* _WHAT TO DO_
Find the word "road" in the data below and copy each line that holds it.

== EXCERPTED DATA ==

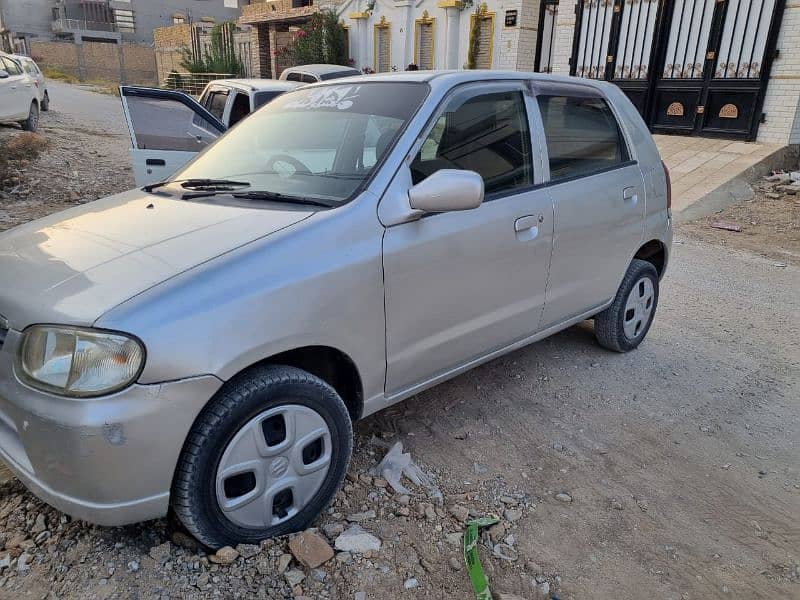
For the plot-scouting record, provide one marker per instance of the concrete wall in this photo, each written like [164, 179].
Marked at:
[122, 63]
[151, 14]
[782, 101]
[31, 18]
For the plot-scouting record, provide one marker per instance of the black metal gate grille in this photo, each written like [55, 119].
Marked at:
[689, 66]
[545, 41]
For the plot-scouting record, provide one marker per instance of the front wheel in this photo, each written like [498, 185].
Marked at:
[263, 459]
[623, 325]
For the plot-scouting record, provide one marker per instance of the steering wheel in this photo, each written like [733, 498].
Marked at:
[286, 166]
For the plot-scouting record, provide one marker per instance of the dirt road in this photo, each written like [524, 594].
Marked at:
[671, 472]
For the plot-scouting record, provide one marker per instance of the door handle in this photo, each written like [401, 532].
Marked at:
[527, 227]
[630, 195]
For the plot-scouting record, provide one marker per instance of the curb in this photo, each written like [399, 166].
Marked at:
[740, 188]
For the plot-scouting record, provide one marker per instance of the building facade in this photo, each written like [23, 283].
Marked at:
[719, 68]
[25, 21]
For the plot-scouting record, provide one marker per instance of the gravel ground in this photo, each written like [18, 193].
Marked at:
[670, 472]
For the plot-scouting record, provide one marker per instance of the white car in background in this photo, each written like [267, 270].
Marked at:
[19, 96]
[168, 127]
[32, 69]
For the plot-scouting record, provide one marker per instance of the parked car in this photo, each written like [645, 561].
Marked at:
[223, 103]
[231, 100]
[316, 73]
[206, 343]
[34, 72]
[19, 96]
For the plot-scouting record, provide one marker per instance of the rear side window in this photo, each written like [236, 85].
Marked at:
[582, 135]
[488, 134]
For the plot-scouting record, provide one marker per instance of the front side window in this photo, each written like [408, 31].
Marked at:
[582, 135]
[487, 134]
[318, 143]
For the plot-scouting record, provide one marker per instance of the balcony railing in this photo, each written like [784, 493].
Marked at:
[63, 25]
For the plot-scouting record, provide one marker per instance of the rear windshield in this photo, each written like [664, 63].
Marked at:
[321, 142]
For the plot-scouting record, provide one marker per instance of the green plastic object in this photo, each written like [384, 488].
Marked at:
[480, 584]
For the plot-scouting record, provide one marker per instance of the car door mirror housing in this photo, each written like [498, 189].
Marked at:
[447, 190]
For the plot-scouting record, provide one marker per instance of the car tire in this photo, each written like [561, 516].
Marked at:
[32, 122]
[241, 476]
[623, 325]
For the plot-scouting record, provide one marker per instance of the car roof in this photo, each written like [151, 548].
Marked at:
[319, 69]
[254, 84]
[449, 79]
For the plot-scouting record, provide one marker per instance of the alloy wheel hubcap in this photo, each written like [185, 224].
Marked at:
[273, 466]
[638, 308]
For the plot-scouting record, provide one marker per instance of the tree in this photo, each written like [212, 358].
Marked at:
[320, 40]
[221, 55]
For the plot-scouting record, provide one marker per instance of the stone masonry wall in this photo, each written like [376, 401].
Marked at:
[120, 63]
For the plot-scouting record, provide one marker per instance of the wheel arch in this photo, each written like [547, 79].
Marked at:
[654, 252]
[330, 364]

===
== EXCERPTED DATA ==

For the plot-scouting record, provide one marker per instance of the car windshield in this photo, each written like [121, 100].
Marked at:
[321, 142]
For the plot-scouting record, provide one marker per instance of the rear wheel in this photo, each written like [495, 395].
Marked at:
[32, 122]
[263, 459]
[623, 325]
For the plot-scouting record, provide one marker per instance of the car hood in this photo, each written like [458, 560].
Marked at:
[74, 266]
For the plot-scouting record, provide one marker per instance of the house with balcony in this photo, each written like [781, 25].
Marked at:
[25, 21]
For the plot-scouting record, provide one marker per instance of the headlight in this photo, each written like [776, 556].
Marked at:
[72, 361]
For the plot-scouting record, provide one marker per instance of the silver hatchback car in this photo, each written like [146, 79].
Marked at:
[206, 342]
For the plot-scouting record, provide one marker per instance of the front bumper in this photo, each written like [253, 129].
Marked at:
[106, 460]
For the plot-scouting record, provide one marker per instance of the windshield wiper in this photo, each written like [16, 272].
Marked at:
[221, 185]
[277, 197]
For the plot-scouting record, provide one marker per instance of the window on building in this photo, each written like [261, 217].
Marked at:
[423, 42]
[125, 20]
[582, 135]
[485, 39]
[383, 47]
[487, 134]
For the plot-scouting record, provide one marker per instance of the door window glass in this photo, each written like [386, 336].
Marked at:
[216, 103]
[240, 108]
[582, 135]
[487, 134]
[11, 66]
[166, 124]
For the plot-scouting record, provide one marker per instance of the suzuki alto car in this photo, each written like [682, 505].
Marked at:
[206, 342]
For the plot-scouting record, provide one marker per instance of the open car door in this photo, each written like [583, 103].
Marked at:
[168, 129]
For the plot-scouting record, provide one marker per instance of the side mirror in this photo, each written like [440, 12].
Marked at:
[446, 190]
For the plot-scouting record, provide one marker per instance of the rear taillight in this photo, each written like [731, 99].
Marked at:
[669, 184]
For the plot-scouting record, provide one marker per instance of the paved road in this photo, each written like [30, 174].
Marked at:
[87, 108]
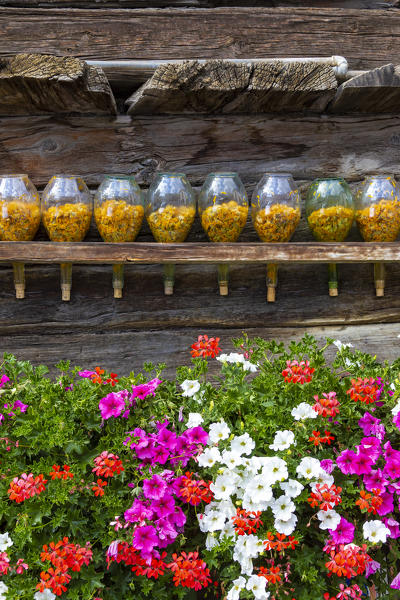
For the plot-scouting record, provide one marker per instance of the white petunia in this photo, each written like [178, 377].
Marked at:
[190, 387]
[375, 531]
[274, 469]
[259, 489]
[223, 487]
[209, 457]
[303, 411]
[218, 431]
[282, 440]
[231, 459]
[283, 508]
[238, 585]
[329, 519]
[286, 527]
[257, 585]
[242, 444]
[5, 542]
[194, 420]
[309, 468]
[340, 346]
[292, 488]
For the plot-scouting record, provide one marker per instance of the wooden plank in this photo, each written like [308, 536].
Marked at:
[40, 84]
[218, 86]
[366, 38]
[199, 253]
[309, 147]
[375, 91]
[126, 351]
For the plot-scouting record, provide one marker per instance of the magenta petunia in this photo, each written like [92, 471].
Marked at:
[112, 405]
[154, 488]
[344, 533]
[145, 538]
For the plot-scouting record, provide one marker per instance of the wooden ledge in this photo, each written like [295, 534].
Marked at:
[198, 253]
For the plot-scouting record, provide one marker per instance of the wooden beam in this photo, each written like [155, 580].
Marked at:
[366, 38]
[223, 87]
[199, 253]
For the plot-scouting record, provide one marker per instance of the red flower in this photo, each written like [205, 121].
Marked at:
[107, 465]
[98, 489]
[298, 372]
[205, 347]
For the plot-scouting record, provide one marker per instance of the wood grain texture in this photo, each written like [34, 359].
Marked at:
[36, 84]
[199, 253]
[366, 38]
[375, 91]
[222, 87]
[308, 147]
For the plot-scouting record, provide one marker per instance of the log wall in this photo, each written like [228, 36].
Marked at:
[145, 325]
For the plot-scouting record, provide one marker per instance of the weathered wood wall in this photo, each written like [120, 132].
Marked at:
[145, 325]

===
== EXCERPTED DATA ==

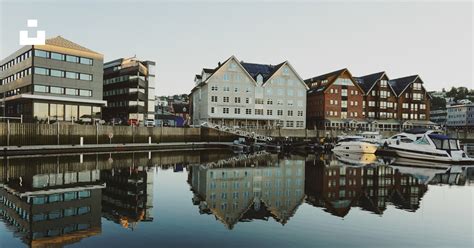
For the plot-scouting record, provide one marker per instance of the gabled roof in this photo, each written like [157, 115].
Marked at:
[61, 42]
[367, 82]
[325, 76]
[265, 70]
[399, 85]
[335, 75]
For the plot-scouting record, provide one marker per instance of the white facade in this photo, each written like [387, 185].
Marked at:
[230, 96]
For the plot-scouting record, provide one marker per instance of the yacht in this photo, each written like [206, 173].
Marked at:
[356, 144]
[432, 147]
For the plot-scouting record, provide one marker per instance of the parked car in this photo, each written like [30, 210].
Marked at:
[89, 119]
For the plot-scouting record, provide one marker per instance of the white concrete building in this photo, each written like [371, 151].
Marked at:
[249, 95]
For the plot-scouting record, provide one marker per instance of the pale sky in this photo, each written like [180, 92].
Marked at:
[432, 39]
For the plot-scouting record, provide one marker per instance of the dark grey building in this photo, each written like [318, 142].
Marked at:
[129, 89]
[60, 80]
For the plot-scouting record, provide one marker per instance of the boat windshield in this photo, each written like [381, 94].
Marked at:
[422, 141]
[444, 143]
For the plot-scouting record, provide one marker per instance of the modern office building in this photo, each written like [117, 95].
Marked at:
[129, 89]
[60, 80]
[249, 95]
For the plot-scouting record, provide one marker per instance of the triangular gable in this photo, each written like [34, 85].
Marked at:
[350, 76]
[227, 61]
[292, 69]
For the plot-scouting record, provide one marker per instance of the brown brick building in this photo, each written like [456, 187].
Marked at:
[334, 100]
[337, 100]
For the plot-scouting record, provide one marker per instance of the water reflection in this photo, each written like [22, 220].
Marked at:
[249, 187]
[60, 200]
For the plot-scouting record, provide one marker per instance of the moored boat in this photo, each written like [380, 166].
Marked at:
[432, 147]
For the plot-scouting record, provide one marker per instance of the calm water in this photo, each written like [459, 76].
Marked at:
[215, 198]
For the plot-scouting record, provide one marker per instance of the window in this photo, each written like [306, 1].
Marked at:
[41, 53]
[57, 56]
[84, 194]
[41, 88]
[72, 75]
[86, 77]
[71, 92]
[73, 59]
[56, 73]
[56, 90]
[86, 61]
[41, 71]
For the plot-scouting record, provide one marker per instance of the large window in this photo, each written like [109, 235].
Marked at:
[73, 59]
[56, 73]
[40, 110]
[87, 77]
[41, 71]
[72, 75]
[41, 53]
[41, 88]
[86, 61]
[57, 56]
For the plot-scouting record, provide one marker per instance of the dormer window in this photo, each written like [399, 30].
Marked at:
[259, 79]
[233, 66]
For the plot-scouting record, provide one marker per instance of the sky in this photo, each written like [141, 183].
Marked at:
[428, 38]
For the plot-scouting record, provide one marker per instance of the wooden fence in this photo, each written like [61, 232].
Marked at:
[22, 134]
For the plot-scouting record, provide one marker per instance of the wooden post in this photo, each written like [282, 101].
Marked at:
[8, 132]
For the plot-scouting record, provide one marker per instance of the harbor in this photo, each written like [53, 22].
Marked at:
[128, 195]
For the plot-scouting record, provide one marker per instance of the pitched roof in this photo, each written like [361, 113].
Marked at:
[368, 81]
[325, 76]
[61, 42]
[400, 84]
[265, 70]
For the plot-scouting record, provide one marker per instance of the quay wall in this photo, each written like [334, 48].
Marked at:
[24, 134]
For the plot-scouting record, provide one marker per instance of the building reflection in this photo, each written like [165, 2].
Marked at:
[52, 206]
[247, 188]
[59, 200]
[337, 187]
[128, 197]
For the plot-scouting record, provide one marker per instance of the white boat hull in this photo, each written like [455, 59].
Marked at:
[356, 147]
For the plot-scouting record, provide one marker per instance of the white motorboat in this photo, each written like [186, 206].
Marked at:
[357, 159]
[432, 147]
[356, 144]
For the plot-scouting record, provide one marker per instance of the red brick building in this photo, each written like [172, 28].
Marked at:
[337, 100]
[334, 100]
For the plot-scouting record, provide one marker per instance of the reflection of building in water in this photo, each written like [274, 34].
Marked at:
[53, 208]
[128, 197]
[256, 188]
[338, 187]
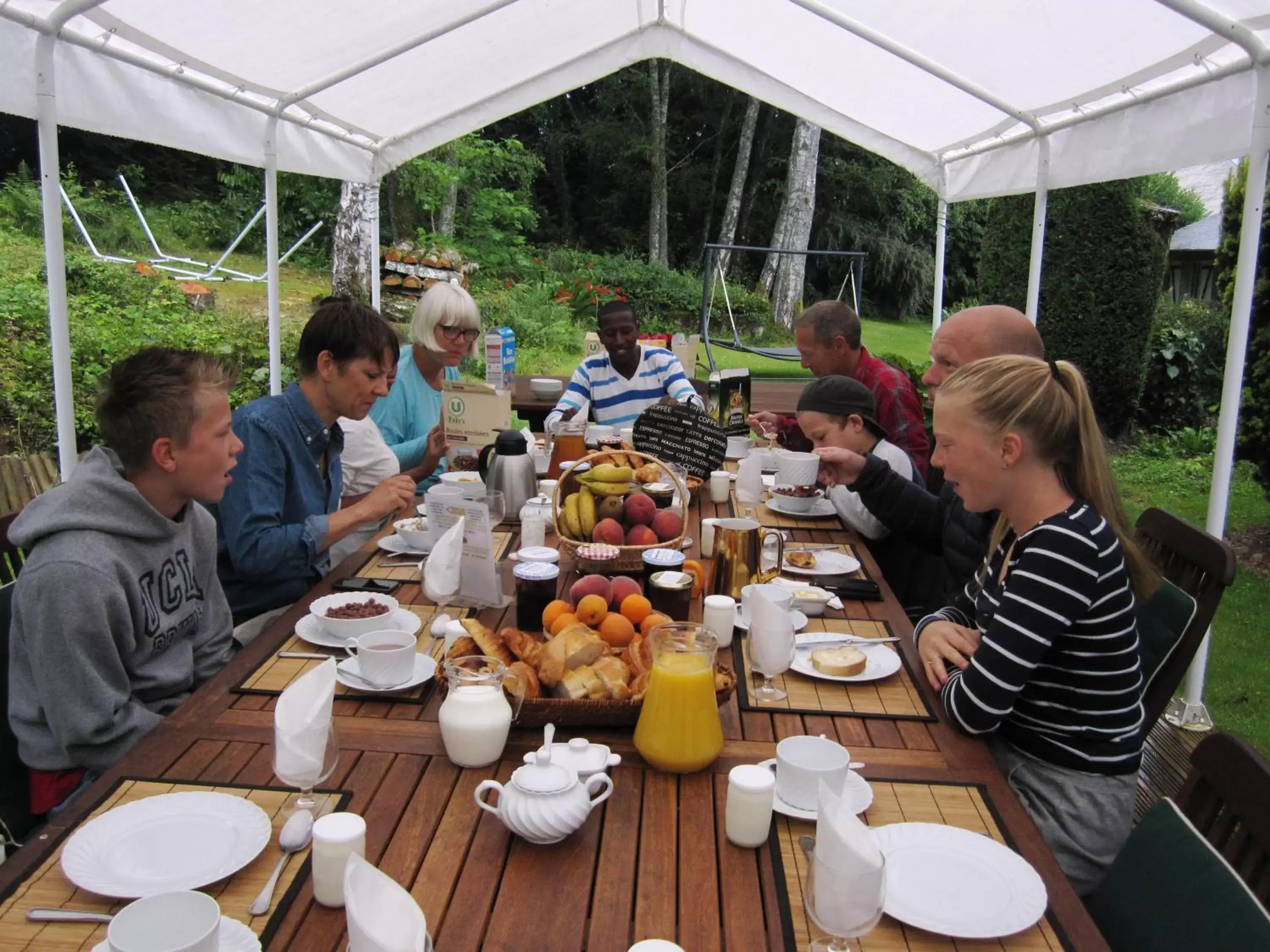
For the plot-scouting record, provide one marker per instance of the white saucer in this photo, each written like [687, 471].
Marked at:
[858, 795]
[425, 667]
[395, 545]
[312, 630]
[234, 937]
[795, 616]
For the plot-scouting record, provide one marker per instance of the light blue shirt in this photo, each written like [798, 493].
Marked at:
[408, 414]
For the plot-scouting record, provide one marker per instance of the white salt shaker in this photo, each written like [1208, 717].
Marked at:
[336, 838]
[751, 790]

===

* _OUTPUT OF THE EXERCISE_
For the plot-scouting record, provide one marker per instance of the dirt road in this photo, each written like [524, 594].
For the plot-scouting record, provide one marker per instance of the paved road in this photo, each written like [30, 174].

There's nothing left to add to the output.